Assigned task —
Type out all the records word for word. Any pictures are to be left out.

Exercise materials —
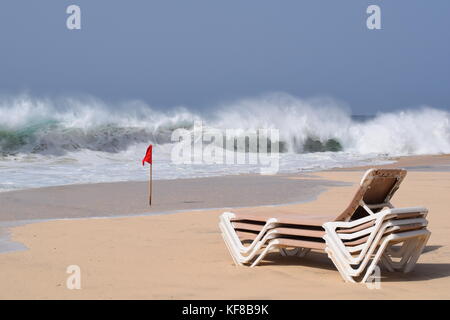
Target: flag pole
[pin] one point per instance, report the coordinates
(150, 187)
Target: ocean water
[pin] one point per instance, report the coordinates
(45, 142)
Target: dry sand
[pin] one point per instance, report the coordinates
(182, 255)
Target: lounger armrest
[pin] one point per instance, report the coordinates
(332, 226)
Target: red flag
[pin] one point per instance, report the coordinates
(148, 155)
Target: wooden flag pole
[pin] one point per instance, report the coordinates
(150, 187)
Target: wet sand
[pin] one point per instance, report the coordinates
(182, 255)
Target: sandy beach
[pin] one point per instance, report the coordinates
(131, 252)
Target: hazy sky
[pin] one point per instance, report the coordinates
(201, 52)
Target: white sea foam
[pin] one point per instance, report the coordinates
(63, 141)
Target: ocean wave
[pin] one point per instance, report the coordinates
(59, 126)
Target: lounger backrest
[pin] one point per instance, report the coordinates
(376, 188)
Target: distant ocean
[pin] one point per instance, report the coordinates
(45, 142)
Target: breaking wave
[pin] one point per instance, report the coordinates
(56, 127)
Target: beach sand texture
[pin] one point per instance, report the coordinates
(182, 255)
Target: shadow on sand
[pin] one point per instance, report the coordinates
(421, 272)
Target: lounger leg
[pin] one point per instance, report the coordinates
(386, 261)
(263, 254)
(342, 272)
(236, 262)
(412, 262)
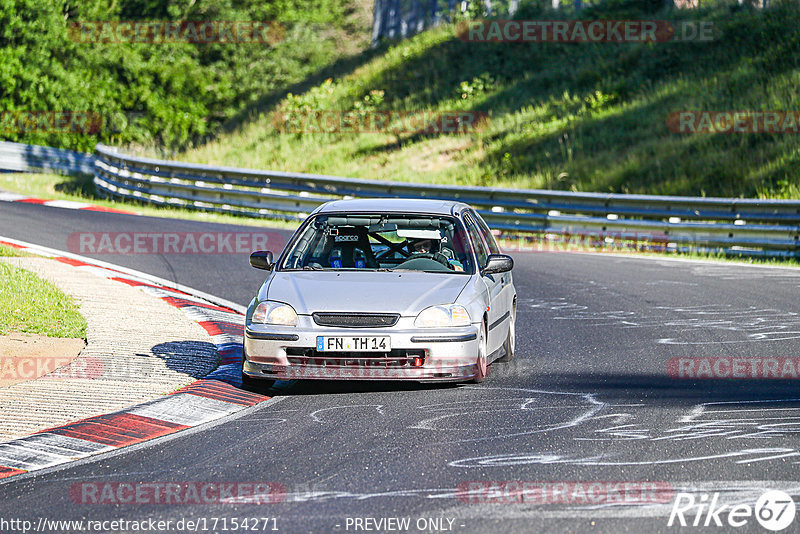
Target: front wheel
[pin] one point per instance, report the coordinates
(482, 364)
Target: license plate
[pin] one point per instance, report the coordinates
(353, 344)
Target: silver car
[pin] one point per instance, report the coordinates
(383, 289)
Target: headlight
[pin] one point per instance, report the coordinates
(268, 312)
(442, 316)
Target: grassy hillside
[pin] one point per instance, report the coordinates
(163, 94)
(588, 117)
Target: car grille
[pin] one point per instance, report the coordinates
(314, 358)
(356, 320)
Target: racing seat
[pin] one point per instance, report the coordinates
(350, 249)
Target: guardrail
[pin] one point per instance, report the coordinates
(33, 158)
(733, 225)
(741, 226)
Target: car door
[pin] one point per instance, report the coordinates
(506, 281)
(494, 333)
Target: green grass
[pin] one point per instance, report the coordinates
(32, 305)
(581, 117)
(12, 252)
(81, 189)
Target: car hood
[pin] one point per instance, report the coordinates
(405, 293)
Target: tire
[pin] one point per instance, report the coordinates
(482, 363)
(510, 345)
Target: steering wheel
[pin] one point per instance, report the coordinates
(436, 256)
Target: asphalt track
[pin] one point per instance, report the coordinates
(588, 399)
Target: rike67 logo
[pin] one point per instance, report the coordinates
(774, 511)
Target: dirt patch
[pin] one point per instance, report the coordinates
(26, 357)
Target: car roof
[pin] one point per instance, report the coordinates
(394, 205)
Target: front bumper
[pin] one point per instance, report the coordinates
(289, 353)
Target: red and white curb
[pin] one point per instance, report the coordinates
(210, 398)
(68, 204)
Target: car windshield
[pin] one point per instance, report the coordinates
(374, 242)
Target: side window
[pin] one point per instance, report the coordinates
(490, 240)
(477, 240)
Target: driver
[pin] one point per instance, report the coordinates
(426, 246)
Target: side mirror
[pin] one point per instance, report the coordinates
(262, 259)
(498, 263)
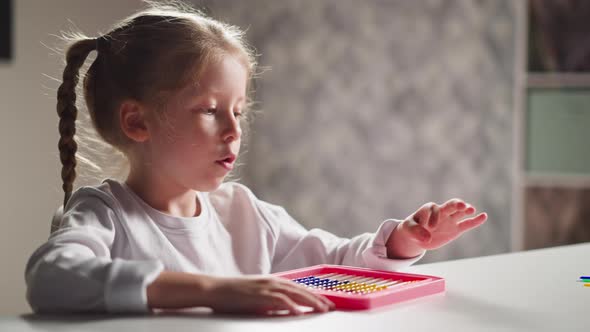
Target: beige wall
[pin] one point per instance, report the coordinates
(29, 170)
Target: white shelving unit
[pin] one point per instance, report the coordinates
(524, 80)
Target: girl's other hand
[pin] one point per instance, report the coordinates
(431, 227)
(264, 295)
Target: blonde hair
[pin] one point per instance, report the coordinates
(146, 57)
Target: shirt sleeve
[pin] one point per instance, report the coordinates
(74, 272)
(297, 247)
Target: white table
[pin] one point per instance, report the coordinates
(527, 291)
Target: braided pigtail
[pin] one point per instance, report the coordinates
(67, 111)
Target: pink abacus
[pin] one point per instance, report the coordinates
(360, 288)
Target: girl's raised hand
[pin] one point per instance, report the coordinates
(264, 295)
(431, 227)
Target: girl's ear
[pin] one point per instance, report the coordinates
(133, 120)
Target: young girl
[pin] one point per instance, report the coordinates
(169, 88)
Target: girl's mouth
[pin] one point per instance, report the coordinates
(227, 163)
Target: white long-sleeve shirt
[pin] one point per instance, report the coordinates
(111, 245)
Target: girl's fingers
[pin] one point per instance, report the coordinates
(420, 233)
(281, 302)
(470, 223)
(422, 216)
(452, 206)
(434, 215)
(461, 214)
(304, 296)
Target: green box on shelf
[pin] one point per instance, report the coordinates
(558, 130)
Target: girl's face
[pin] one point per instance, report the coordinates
(196, 140)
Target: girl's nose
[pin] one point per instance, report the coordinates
(233, 131)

Final answer —
Target: flag pole
[pin] one point per instance, report the coordinates
(150, 187)
Target: ocean water
[pin] one point per instance, report the coordinates
(45, 142)
Target: dry sand
[pin] one point per instance, report the coordinates
(182, 255)
Target: lounger armrest
[pin] one point per instance, report the coordinates
(332, 226)
Target: red flag
[pin] one point per instance, report the coordinates
(148, 155)
Target: wooden flag pole
[pin] one point per instance, report the coordinates
(150, 187)
Target: wet sand
[pin] one point per instance, report the coordinates
(182, 255)
Target: sandy beach
[pin] one point per instance, report the coordinates
(131, 252)
Target: hazy sky
[pin] one point per instance, report the coordinates
(201, 52)
Target: white sea foam
[pin] one point per instance, report the coordinates
(63, 141)
Target: ocean wave
[pin] one point per instance, report the coordinates
(59, 126)
Target: lounger backrest
[pin] one point per instance, report the coordinates
(376, 188)
Target: distant ocean
[pin] one point per instance, report the coordinates
(45, 142)
Target: breaking wave
[pin] one point per instance, report the coordinates
(56, 127)
Target: beach sand texture
[pin] one point per instance, report the coordinates
(182, 255)
Target: shadow on sand
[pin] one point per instance, report the coordinates
(421, 272)
Target: lounger leg
[pin] one point per instance, report the coordinates
(386, 261)
(263, 254)
(342, 272)
(236, 262)
(412, 262)
Target: front wheel
[pin] one point per instance, report the coordinates
(482, 364)
Target: license plate
[pin] one point per instance, report the coordinates
(353, 344)
Target: silver car
[pin] one point per instance, report the coordinates
(383, 289)
Target: headlight
[pin] one point per instance, report the coordinates
(268, 312)
(442, 316)
Target: grassy hillside
[pin] one point per instance, report the coordinates
(163, 94)
(588, 117)
Target: car grille
[pin] one point per instance, report the coordinates
(314, 358)
(356, 320)
Target: racing seat
[pin] one point per instance, report the coordinates
(350, 249)
Target: guardrail
[pin] one point per instance, report the coordinates
(33, 158)
(733, 225)
(741, 226)
Target: car door
[pin] one point per instance, report the coordinates
(506, 281)
(494, 333)
Target: green grass
[pin] one point per instance, report the coordinates
(32, 305)
(581, 117)
(12, 252)
(81, 189)
Target: car hood
[pin] one point per instance, report the coordinates
(405, 293)
Target: tire
[pin] one point per instance, report the coordinates
(482, 363)
(510, 345)
Target: steering wheel
[pin] one point per instance, report the coordinates
(436, 256)
Target: asphalt track
[pin] one point per instance, report the coordinates
(588, 399)
Target: rike67 logo
[pin] one point per instance, report the coordinates
(774, 511)
Target: dirt patch
[pin] one point per instance, report the coordinates
(26, 357)
Target: car roof
[pin] one point per instance, report the coordinates
(394, 205)
Target: front bumper
[pin] one point per instance, report the coordinates
(289, 353)
Target: red and white curb
[pin] one point per instance, report the coordinates
(210, 398)
(68, 204)
Target: car windshield
[pin] one point per instance, report the coordinates
(374, 242)
Target: side window
[pin] one point per instance, report the coordinates
(490, 240)
(477, 240)
Target: driver
[pin] one point per instance, report the coordinates
(426, 246)
Target: side mirror
[pin] one point per instance, report the coordinates
(262, 259)
(498, 263)
Target: beige wall
[pin] one point per instance, report the coordinates
(29, 170)
Target: white shelving unit
[pin] one point per instance, report the coordinates
(524, 80)
Target: girl's other hand
[pin] one point per instance, report the coordinates
(431, 227)
(264, 295)
Target: blonde hair
[pin] one point per instance, report the coordinates
(146, 57)
Target: shirt sleeve
[pin] one point per instance, report the coordinates
(74, 272)
(297, 247)
Target: white table
[pin] one point per instance, report the coordinates
(527, 291)
Target: braided pigtail
[pin] one point per instance, report the coordinates
(67, 111)
Target: pink abacus
[pin] one point per instance, report the coordinates
(360, 288)
Target: girl's raised hand
[pin] one point per instance, report the coordinates
(264, 295)
(431, 227)
Target: girl's ear
[pin] one point per instance, report the coordinates
(133, 120)
Target: young girl
[pin] one point per instance, report the coordinates
(169, 88)
Target: girl's mouth
[pin] one point per instance, report the coordinates
(227, 163)
Target: white long-sleeve shirt
[pin] one point per instance, report the coordinates
(111, 245)
Target: girl's fingers
[pin] one point per instance, report the coordinates
(420, 233)
(281, 302)
(470, 223)
(422, 216)
(452, 206)
(434, 215)
(461, 214)
(304, 296)
Target: green box on shelf
[pin] one point per instance, report the coordinates
(558, 130)
Target: girl's face
[pin] one point per instance, report the coordinates
(196, 140)
Target: girl's nose
[pin] one point per instance, report the coordinates
(233, 131)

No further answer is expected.